Work to do
1. Decide whether each statement below agrees with the gun control article. Answer yes or no for each and quote the exact words from the article that settle it.
(a) The Senate Judiciary Committee was getting ready for votes on curbing firearms.
(b) The shootings mentioned took place at a Connecticut high school.
(c) Alan Fram writes for AP.
2. List every person named in the gun control article.
3. Please resume the gun control article from the point where it stops.

Text passage
Start
Good News from the Washington Gun Control Front

by Bob Adelmann

gun

It looks like Washington DC is going to have more trouble passing gun control (people control) laws than Denver, Colorado.

Alan Fram, a writer for AP, says so, and AP is the “approved” establishment mouthpiece for such pronouncements:

President Barack Obama’s prospects for winning near-universal background checks for gun purchases seemed shaky as the Senate Judiciary Committee prepared for Congress’ first votes on curbing firearms since December’s horrific shootings at a Connecticut elementary school.

“Seemed shaky” is code for “not a chance.”  It’s the opposition from that nasty right-wing extremist political pressure group, the National Rifle Association:

The shootings [in Newtown, etc., etc.] elevated guns to a top-tier national issue, though many of Obama’s proposals have encountered opposition from the National Rifle Association and many Republicans.
End
Items from a data source
Start
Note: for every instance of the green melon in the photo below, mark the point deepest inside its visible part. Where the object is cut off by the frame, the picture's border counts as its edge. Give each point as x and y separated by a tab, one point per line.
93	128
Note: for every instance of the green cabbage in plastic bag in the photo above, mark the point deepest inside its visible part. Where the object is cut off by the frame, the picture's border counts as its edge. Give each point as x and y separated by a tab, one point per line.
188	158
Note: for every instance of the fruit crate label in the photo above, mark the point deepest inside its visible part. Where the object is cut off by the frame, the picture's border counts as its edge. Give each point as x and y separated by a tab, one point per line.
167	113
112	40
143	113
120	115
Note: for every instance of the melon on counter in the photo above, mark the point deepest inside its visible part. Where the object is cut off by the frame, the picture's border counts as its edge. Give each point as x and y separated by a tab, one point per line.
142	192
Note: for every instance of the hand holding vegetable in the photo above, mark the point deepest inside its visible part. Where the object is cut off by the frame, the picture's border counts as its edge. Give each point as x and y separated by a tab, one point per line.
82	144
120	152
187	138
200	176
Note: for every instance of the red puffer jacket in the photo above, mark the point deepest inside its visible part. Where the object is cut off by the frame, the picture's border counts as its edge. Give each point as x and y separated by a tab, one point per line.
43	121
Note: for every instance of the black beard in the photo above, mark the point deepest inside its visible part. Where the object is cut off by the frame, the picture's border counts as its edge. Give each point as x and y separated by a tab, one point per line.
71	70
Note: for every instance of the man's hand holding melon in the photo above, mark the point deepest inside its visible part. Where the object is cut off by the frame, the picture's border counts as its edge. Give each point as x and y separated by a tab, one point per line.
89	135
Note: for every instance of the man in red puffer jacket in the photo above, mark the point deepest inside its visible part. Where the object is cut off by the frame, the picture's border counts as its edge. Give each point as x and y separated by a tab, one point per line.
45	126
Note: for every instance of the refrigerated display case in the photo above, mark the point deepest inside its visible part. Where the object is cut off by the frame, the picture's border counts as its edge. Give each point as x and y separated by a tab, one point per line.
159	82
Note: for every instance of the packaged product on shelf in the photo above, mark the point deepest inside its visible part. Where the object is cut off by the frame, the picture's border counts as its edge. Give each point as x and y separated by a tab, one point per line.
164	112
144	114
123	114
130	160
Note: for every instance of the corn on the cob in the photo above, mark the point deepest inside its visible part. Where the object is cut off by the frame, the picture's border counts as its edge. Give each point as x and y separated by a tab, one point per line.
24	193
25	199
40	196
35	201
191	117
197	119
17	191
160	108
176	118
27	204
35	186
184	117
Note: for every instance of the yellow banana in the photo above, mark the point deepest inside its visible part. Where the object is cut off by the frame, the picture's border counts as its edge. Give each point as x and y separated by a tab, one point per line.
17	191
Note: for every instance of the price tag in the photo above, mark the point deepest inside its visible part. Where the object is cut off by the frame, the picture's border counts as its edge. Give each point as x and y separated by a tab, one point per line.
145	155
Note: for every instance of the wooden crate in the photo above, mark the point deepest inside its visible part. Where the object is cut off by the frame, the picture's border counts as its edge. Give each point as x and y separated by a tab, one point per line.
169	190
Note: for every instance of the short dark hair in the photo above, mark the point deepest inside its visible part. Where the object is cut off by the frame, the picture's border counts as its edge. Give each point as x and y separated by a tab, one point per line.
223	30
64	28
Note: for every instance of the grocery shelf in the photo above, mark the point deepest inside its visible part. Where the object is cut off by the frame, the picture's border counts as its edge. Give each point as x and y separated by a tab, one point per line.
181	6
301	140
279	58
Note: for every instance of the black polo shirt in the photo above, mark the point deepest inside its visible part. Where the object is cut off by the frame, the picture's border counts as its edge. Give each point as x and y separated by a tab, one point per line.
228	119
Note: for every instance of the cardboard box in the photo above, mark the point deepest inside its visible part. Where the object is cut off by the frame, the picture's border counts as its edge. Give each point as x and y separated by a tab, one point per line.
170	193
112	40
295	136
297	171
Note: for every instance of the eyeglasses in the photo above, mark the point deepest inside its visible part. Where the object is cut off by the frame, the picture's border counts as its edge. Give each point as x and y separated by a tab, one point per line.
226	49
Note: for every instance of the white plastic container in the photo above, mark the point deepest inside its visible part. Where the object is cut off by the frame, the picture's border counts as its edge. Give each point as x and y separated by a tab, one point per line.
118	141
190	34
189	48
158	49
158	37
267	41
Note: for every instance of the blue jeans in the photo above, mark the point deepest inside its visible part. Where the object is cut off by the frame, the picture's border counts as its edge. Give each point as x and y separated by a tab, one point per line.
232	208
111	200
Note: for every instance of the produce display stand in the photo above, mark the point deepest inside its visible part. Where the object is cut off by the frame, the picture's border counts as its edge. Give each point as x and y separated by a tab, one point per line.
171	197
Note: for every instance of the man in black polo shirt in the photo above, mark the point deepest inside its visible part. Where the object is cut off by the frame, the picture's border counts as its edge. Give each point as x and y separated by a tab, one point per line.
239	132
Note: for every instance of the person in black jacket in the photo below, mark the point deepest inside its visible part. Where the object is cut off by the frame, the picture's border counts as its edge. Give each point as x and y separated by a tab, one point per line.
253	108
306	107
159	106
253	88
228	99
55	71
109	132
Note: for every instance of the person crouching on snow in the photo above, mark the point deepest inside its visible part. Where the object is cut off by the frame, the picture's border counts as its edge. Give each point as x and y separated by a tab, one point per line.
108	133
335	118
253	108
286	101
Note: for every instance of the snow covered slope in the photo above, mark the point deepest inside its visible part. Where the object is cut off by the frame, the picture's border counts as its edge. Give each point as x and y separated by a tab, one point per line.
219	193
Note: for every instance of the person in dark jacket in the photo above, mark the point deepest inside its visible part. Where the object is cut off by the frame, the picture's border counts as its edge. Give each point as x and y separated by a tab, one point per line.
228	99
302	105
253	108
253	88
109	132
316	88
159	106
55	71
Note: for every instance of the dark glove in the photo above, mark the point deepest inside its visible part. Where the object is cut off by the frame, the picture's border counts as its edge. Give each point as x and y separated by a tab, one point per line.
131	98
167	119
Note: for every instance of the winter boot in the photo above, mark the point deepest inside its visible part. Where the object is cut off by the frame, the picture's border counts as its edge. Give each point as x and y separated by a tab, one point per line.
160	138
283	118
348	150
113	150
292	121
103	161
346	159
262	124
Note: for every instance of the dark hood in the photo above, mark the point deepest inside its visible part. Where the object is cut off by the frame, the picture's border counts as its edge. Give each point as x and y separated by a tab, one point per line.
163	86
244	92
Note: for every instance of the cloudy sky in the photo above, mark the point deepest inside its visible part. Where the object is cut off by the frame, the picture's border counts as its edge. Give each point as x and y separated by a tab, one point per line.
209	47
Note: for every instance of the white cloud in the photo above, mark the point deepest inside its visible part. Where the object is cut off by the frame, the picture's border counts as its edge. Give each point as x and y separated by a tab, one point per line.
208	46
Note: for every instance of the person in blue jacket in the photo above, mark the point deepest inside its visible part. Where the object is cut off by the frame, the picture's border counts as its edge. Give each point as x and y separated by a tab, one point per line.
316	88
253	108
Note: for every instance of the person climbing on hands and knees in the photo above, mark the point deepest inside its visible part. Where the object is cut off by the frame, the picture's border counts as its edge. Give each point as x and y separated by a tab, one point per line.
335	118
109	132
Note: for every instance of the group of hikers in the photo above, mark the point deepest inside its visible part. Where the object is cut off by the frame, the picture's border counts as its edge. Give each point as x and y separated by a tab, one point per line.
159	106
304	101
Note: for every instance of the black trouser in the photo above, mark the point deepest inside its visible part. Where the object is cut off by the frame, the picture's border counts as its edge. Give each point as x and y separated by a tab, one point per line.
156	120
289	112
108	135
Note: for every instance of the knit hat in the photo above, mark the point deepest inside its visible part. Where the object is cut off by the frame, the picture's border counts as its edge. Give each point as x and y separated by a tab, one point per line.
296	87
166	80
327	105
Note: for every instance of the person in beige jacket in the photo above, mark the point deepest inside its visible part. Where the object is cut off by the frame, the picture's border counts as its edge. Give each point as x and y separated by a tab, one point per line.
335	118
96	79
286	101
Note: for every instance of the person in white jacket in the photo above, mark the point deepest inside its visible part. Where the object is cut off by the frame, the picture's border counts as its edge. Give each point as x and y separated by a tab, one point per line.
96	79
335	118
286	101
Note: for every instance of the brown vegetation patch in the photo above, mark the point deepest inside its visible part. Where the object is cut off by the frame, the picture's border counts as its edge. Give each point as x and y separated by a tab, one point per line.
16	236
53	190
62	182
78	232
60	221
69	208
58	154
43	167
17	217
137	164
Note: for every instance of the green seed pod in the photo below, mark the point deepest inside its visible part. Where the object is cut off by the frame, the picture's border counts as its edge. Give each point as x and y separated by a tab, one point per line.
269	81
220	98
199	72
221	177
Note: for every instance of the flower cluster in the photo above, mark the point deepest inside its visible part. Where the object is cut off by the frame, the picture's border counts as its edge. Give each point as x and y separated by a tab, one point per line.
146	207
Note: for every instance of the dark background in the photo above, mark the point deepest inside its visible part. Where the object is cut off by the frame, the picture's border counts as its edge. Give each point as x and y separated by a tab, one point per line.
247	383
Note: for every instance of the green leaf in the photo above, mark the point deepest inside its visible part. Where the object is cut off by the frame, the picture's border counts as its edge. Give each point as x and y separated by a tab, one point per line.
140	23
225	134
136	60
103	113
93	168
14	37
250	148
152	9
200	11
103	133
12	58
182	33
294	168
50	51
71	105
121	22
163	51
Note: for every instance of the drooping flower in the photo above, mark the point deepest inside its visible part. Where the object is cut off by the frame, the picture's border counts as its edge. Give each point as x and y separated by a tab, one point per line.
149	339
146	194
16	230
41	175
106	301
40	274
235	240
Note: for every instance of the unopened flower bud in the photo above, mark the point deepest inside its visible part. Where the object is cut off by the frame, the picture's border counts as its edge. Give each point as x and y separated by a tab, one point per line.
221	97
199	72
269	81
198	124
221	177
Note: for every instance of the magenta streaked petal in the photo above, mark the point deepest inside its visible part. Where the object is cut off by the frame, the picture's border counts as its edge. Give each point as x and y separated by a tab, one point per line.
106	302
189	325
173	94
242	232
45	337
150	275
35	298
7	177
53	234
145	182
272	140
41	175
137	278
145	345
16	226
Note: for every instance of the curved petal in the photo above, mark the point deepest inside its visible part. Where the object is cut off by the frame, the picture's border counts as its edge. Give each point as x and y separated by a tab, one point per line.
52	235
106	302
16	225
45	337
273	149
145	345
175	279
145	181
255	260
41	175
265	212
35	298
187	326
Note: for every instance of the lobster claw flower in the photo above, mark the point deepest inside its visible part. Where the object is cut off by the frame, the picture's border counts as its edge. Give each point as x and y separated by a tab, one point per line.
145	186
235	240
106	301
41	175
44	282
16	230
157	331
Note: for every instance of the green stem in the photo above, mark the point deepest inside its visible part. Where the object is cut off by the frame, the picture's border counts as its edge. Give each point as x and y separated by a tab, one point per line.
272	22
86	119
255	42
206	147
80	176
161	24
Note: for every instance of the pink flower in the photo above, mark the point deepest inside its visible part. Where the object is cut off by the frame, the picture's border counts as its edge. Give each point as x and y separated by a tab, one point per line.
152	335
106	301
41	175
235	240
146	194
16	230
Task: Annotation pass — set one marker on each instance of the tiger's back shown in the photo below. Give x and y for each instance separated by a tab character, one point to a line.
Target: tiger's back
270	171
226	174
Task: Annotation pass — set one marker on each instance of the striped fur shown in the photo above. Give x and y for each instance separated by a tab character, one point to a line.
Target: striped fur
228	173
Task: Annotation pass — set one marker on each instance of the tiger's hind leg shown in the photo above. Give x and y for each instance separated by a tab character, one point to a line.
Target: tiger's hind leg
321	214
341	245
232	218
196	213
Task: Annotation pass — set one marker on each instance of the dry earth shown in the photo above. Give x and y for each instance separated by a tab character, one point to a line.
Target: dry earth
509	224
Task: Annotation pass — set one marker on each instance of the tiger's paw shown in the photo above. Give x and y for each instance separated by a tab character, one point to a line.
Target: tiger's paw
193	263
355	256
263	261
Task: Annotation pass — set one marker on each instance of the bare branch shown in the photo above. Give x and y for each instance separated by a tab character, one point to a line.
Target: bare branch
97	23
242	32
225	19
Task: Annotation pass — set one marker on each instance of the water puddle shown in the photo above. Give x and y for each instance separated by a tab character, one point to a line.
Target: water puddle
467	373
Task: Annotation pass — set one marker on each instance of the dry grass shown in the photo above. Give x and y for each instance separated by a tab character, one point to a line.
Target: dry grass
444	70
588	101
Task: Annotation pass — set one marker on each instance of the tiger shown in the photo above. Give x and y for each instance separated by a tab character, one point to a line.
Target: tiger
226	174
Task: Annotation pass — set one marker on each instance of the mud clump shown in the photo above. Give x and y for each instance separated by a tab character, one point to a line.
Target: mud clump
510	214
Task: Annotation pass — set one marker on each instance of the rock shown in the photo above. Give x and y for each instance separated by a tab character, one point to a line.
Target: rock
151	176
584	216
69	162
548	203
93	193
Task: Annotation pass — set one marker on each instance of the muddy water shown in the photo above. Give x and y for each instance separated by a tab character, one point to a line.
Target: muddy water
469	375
End
Answers by task
1.
(a) Yes: "as the Senate Judiciary Committee prepared for Congress’ first votes on curbing firearms"
(b) No: "a Connecticut elementary school"
(c) Yes: "Alan Fram, a writer for AP"

2. Bob Adelmann, Alan Fram, Barack Obama

3.
And just who “elevated” gun control to a top-tier national issue, pray tell?  Did these “issues” just bubble to the surface like street tar on a hot summer’s day? The question answers itself. And with that answer we know the purpose of the media. It is not to explore and report on the news (although there was a day in the past when that was what it did), but to promote and elevate propaganda – the statist type – on current themes that involves the expansion of government control over people.

But the beat goes on, for those who are still reading his comments:

Besides expanding background checks, the other measures would ban assault weapons and ammunition magazines carrying more than 10 rounds, make gun trafficking and the purchase of firearms for people barred from owning them federal crimes…

Yup, there it is: federal crimes.

The left wants to expand federal government over what should be (and is, under the now totally ignored and irrelevant Constitution) concerns of states exclusively. In fact, I challenge anyone to find where in Article I anything that is said that remotely relates to taking away the right guaranteed in the Second Amendment.

I find it fascinating that even though this was not one of the enumerated powers there was such resistance to the possibility that someday someone might construe one of them to include such a power that some states demanded the Bill of Rights be included as a condition of ratifying the Constitution. People in those states didn’t buy the argument that since such powers weren’t specifically granted the national government that therefore the national government wouldn’t try to exercise them anyway.

History now shows (and proves) the amazing foresight those folks had.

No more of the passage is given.